Records to process START

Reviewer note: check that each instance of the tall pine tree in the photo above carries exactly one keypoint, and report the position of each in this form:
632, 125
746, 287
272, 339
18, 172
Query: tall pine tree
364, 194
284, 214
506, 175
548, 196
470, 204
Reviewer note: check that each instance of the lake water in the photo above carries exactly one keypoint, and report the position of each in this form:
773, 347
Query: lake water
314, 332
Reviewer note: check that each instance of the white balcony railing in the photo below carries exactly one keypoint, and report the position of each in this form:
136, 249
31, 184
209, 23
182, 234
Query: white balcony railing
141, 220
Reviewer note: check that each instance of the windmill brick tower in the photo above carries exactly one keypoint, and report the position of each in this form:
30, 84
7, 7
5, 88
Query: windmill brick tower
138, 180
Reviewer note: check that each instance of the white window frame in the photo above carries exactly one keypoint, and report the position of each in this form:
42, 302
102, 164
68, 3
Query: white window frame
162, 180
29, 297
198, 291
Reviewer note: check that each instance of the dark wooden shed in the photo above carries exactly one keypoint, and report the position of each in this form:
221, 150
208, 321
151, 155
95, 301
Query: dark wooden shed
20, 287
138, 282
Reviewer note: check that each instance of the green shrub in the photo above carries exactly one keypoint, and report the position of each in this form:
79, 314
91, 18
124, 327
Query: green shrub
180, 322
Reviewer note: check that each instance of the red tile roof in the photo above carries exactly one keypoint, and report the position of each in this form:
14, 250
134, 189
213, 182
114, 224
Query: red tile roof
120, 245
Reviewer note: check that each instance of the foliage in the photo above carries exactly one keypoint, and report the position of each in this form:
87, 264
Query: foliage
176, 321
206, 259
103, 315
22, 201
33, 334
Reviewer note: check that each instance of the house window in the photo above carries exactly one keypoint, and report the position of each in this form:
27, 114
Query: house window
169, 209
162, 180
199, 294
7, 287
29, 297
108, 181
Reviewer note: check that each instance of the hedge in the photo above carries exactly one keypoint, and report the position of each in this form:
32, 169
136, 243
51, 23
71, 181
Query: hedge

Records to process END

> _What to work on_
Select every line in the records above that contains the word "hedge".

> _Solution for this task_
Reviewer note: check that each instance of the hedge in the photo above carries exactly one keypoint, and report the position of each in this form:
Query: hedge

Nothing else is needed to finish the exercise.